[BEGIN]

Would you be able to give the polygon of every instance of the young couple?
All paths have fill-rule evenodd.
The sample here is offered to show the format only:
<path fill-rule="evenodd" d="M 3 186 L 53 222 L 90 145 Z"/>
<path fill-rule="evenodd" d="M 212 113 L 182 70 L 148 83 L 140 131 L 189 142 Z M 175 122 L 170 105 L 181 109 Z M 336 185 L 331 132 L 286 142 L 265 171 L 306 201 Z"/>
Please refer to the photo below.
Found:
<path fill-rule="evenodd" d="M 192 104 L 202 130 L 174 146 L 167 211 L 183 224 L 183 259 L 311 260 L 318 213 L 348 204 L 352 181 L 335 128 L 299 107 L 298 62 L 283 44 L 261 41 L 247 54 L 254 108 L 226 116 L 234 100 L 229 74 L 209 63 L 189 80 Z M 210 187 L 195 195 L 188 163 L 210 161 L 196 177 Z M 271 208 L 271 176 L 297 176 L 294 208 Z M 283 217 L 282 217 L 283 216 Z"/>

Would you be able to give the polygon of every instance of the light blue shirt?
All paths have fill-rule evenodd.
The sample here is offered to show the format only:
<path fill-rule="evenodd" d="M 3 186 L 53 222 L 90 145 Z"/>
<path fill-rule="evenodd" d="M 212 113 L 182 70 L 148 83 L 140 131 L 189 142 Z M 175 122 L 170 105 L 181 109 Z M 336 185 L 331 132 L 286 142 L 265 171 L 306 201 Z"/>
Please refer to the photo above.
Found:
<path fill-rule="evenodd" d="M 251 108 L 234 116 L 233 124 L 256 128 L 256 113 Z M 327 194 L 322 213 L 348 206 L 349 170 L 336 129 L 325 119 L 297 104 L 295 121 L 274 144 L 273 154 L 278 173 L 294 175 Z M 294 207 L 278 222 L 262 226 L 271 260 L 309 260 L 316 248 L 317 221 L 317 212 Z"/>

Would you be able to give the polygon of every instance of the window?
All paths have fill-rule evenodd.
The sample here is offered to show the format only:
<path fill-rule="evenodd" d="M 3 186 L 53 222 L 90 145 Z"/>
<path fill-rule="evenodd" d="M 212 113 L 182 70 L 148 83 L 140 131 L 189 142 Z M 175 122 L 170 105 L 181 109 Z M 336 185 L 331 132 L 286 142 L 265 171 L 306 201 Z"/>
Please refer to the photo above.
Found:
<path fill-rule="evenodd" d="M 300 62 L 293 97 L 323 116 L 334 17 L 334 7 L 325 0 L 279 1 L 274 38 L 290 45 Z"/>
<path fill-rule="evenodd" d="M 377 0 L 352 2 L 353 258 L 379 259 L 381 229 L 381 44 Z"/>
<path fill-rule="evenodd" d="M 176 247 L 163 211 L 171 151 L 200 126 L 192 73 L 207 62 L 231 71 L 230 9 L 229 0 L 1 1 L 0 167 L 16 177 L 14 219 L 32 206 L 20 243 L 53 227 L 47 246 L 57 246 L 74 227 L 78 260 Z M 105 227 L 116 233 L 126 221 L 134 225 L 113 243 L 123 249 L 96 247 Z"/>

[END]

Directive => Restate the data above exactly, keeping each word as it stands.

Result of the exercise =>
Would you be able to give the polygon of every instance of the young couple?
All paths have fill-rule evenodd.
The sample here is offered to show the format only:
<path fill-rule="evenodd" d="M 3 186 L 53 222 L 90 145 Z"/>
<path fill-rule="evenodd" d="M 212 113 L 182 70 L 148 83 L 140 131 L 189 142 Z M 175 122 L 170 105 L 181 109 Z M 336 185 L 331 132 L 286 142 L 265 171 L 306 201 Z"/>
Please refer to the photo below.
Found:
<path fill-rule="evenodd" d="M 192 104 L 202 130 L 174 146 L 167 211 L 183 224 L 183 259 L 311 260 L 318 213 L 348 204 L 352 181 L 335 128 L 299 107 L 298 62 L 283 44 L 261 41 L 247 54 L 254 108 L 226 116 L 234 100 L 229 74 L 209 63 L 189 80 Z M 210 187 L 195 195 L 188 163 L 210 161 L 196 177 Z M 271 208 L 271 176 L 297 176 L 294 208 Z M 283 217 L 282 217 L 283 216 Z"/>

Would you be able to give the polygon of every instance of the light blue shirt?
All paths have fill-rule evenodd.
The sample here is offered to show the format only:
<path fill-rule="evenodd" d="M 3 186 L 53 222 L 90 145 Z"/>
<path fill-rule="evenodd" d="M 212 113 L 182 70 L 148 83 L 140 131 L 189 142 Z M 175 122 L 170 105 L 181 109 Z M 336 185 L 331 132 L 286 142 L 265 171 L 306 201 Z"/>
Please refer to the photo above.
Found:
<path fill-rule="evenodd" d="M 251 108 L 234 116 L 233 124 L 256 128 L 256 113 Z M 327 194 L 322 213 L 348 206 L 349 170 L 336 129 L 325 119 L 297 104 L 295 121 L 274 144 L 273 154 L 278 173 L 294 175 Z M 294 207 L 278 222 L 262 226 L 271 260 L 309 260 L 316 248 L 317 221 L 317 212 Z"/>

Would you be able to give the polygon of every instance of the window?
All paths have fill-rule evenodd.
The sample here is offered to show the format only:
<path fill-rule="evenodd" d="M 3 186 L 53 222 L 90 145 Z"/>
<path fill-rule="evenodd" d="M 212 113 L 182 70 L 148 83 L 140 131 L 189 142 Z M 175 122 L 170 105 L 181 109 Z M 336 185 L 331 132 L 286 142 L 265 171 L 306 201 Z"/>
Please refer to the photo above.
Found:
<path fill-rule="evenodd" d="M 300 62 L 293 97 L 323 116 L 334 17 L 334 7 L 325 0 L 279 1 L 274 38 L 290 45 Z"/>
<path fill-rule="evenodd" d="M 377 0 L 352 2 L 353 258 L 379 259 L 381 229 L 381 44 Z"/>
<path fill-rule="evenodd" d="M 176 247 L 163 211 L 171 151 L 200 126 L 192 73 L 207 62 L 231 71 L 230 9 L 229 0 L 1 1 L 0 167 L 16 177 L 14 219 L 32 206 L 20 243 L 53 227 L 47 246 L 57 246 L 74 227 L 78 260 Z M 105 227 L 116 233 L 126 221 L 134 225 L 113 243 L 123 249 L 96 247 Z"/>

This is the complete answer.